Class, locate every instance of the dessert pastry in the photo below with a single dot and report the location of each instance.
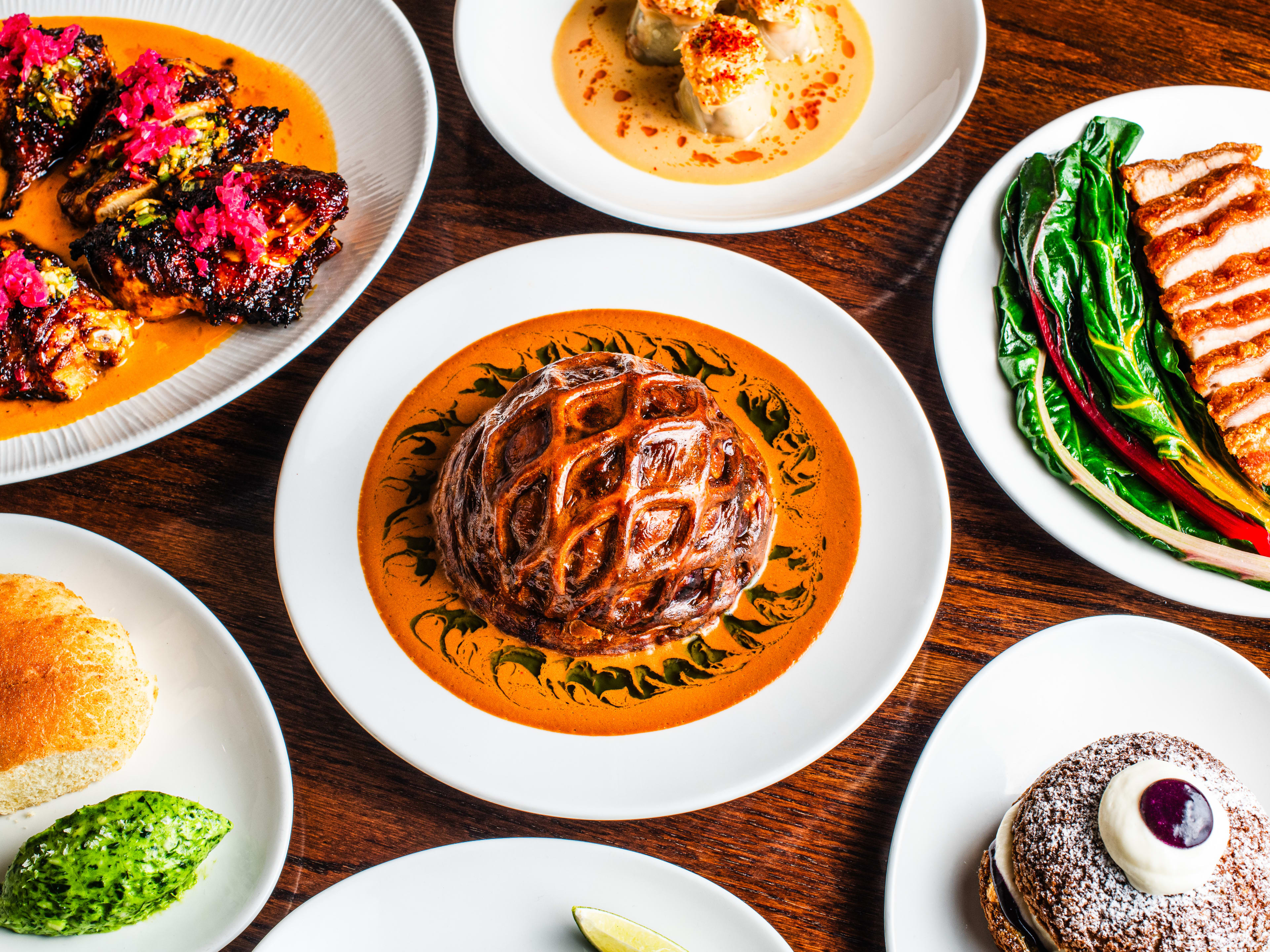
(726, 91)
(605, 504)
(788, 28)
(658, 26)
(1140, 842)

::::::::::

Problem requirements:
In repeating the entries, exclude the pictures and alter nothing else.

Task answer:
Class, locate every instance of the dessert pastry in the photo below with a single dot and report the location of each instance.
(726, 91)
(605, 504)
(788, 28)
(658, 26)
(1140, 842)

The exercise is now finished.